Exercise objective ▸
Convert the data below into a Markdown table with the columns Row and Line, where Row is the row number and Line is the line's text. Leave out blank lines.

Material for the task ▸

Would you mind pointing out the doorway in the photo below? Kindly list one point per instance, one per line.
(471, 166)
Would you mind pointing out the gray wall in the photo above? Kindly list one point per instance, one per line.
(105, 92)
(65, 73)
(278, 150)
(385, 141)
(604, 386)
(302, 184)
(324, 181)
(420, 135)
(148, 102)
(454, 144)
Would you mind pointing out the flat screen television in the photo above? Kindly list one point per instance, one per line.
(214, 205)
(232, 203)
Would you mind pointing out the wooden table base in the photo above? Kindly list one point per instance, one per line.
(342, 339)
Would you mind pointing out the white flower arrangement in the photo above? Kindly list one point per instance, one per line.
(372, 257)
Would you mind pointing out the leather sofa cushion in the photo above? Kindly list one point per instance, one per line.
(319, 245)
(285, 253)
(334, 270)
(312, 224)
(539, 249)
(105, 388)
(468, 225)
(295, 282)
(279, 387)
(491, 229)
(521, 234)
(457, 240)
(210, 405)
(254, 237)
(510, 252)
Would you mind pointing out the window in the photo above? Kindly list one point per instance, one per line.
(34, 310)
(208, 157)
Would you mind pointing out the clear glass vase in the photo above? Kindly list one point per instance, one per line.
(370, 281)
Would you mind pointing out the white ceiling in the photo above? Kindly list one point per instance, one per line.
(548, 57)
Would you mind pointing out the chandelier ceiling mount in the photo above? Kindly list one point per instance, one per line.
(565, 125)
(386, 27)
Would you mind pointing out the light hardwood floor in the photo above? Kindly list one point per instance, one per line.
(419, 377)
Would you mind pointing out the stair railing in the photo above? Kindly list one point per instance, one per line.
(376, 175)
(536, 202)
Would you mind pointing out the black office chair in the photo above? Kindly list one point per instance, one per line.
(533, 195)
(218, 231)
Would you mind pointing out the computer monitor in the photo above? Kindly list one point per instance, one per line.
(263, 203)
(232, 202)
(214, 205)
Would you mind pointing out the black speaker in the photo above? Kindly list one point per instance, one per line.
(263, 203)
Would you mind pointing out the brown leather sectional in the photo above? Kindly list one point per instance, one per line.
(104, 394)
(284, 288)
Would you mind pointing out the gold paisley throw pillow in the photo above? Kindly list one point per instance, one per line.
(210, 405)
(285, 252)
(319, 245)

Correct response ▸
| Row | Line |
|---|---|
| 1 | Would you mind pointing out the doorway in the photo below? Kindly list one point per instance, one per line. |
| 2 | (471, 166) |
| 3 | Would you mind pointing out the gray wall in the photo above? Kindly list one point per instance, one per line. |
| 4 | (105, 92) |
| 5 | (65, 73) |
| 6 | (278, 150) |
| 7 | (385, 141) |
| 8 | (604, 386) |
| 9 | (302, 184) |
| 10 | (324, 181) |
| 11 | (420, 135) |
| 12 | (148, 102) |
| 13 | (454, 144) |
| 14 | Would you mind pointing out the flat screen television in the photo above? Kindly list one point per instance, one per line. |
| 15 | (214, 205) |
| 16 | (232, 203) |
| 17 | Would you mind pointing out the wooden table base in the photo above? Kindly list one point per instance, one per line. |
| 18 | (342, 339) |
| 19 | Would you mind pointing out the white flower arrangement in the photo above? Kindly list one point per instance, one per line. |
| 20 | (372, 257) |
| 21 | Would you mind pointing out the leather sofa cushion in the photo above? Kindly list one point per instance, one per line. |
| 22 | (319, 245) |
| 23 | (285, 253) |
| 24 | (334, 270) |
| 25 | (312, 224) |
| 26 | (539, 249) |
| 27 | (105, 388) |
| 28 | (468, 225) |
| 29 | (295, 282) |
| 30 | (279, 387) |
| 31 | (491, 229) |
| 32 | (521, 234) |
| 33 | (457, 240) |
| 34 | (210, 405) |
| 35 | (254, 237) |
| 36 | (510, 252) |
| 37 | Would you mind pointing out the window in the photo above? Kindly list one point per instance, one per line. |
| 38 | (34, 310) |
| 39 | (208, 157) |
| 40 | Would you mind pointing out the clear glass vase in the photo above? Kindly list one point per instance, one per line. |
| 41 | (370, 281) |
| 42 | Would you mind pointing out the white ceiling in the photo above? Kindly list one point per instance, one per line. |
| 43 | (548, 57) |
| 44 | Would you mind pointing out the chandelier ceiling mount in the photo above? Kindly list one point per instance, one per line. |
| 45 | (565, 125) |
| 46 | (386, 27) |
| 47 | Would you mind pointing out the light hardwood floor in the photo above? Kindly list one point per instance, one per line. |
| 48 | (419, 377) |
| 49 | Would you mind pointing out the stair railing in the photo above? Kindly list one point per instance, one per line. |
| 50 | (376, 175) |
| 51 | (536, 202) |
| 52 | Would you mind pointing out the black office chair in the photo above? Kindly list one point per instance, one per line. |
| 53 | (533, 195) |
| 54 | (218, 231) |
| 55 | Would you mind pointing out the computer monitor in the photo above? Kindly list one point per instance, one per line. |
| 56 | (263, 203) |
| 57 | (232, 202) |
| 58 | (214, 205) |
| 59 | Would you mind pointing out the black speaker in the photo above? Kindly list one point per instance, one per line. |
| 60 | (263, 203) |
| 61 | Would you mind pointing out the brown leather sectional in the photo above? Kindly list one point per instance, one per line. |
| 62 | (104, 394) |
| 63 | (284, 288) |
| 64 | Would you mind pointing out the gold paisley throw pillow in the photo above? Kindly list one point per instance, one per line. |
| 65 | (210, 405) |
| 66 | (285, 252) |
| 67 | (319, 245) |